Once every line in the data below has been checked for "foliage", give the number of lines that hold it, and only that.

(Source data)
══════════
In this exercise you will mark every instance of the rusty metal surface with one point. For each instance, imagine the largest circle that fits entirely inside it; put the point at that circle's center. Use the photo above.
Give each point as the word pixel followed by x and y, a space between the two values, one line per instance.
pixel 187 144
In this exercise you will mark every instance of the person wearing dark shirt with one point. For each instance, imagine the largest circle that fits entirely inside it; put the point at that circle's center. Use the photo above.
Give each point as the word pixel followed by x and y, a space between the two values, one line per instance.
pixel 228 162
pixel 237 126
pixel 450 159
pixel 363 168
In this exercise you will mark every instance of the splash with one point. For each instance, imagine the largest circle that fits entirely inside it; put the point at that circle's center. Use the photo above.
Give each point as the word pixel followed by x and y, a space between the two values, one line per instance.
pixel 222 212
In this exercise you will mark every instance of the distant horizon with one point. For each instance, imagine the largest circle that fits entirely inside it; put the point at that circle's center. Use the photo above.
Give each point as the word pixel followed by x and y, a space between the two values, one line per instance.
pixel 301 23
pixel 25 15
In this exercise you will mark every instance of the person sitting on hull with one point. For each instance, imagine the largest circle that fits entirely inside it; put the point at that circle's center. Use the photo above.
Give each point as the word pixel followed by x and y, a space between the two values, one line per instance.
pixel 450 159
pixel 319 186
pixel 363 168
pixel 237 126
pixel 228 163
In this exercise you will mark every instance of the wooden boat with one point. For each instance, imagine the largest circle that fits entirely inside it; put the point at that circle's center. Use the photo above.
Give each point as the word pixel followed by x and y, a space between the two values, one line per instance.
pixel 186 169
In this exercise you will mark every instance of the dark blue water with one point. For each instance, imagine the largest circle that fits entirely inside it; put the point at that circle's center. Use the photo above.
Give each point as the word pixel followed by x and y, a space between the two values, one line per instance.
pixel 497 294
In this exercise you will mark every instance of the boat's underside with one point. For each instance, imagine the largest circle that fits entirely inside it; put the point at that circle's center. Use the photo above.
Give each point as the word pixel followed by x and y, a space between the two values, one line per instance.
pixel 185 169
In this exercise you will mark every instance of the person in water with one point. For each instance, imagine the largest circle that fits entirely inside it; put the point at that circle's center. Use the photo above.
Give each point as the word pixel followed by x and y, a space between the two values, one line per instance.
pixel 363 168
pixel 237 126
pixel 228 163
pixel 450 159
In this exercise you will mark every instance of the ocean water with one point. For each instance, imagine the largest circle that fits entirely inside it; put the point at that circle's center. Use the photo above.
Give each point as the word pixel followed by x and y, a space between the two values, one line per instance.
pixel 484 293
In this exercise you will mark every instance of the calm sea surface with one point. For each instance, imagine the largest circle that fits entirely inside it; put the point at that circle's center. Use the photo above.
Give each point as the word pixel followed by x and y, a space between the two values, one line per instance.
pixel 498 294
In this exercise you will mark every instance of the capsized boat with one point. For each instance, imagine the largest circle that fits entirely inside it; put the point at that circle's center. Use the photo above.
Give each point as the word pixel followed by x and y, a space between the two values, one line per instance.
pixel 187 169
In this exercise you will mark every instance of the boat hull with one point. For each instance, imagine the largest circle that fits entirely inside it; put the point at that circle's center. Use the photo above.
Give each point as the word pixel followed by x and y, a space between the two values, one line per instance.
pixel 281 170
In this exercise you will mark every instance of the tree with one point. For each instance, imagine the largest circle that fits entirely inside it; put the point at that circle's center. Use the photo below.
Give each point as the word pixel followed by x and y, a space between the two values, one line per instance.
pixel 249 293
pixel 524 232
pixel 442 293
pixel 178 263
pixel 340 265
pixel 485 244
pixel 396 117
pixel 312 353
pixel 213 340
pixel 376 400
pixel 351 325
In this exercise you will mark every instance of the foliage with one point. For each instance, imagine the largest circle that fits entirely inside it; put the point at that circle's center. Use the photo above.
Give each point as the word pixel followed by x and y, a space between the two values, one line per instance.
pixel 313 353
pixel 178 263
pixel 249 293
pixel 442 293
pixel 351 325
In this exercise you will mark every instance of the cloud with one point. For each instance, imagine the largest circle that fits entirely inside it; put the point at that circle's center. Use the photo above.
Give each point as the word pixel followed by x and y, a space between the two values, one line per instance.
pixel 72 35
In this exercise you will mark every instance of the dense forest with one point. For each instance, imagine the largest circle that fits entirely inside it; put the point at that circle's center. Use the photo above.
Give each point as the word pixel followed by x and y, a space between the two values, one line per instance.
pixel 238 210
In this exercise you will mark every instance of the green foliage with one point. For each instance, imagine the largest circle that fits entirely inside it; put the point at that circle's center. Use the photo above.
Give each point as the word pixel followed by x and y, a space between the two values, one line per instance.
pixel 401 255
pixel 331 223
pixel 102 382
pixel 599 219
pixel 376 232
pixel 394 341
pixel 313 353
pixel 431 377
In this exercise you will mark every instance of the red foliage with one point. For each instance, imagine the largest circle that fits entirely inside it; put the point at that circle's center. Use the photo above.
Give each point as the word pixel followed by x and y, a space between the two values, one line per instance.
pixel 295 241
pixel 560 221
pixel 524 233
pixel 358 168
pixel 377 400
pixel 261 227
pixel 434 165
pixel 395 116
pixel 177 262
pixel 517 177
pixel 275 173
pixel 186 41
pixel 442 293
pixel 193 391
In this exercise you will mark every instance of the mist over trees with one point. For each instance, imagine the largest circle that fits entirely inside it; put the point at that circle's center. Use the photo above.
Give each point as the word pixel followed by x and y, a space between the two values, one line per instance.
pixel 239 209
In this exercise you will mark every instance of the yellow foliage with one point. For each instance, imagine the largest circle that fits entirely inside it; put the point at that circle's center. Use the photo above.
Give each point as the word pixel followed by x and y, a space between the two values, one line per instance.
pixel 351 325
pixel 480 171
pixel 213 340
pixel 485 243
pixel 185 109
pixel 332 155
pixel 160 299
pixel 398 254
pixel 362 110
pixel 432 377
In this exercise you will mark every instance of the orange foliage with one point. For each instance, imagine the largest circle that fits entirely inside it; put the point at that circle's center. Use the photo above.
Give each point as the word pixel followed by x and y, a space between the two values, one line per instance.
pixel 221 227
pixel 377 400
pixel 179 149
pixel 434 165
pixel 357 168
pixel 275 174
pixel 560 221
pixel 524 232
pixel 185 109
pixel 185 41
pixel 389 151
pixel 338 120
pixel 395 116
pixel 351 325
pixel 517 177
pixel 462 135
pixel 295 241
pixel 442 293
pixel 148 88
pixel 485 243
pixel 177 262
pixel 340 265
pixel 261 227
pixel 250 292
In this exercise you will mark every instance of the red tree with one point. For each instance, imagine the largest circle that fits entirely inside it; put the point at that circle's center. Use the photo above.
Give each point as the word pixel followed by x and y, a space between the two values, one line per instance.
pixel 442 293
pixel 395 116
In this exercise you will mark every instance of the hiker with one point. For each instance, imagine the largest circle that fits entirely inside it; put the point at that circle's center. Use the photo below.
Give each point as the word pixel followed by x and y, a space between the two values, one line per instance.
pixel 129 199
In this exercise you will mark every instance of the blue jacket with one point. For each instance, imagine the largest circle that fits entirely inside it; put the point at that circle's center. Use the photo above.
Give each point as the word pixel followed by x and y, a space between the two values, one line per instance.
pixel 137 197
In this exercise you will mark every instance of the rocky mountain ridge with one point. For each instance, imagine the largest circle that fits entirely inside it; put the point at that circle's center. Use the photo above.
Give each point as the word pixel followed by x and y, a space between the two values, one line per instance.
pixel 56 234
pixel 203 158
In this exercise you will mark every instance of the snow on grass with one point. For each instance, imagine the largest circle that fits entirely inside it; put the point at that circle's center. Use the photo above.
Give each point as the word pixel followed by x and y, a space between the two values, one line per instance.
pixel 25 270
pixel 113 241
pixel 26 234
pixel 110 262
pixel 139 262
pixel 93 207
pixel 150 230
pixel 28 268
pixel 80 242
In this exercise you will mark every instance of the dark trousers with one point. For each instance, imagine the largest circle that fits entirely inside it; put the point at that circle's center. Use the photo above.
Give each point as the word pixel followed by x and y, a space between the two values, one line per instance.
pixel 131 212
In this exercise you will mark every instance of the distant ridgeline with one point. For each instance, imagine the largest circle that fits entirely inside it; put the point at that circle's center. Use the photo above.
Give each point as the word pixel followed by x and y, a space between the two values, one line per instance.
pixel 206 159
══════════
> _Task answer_
5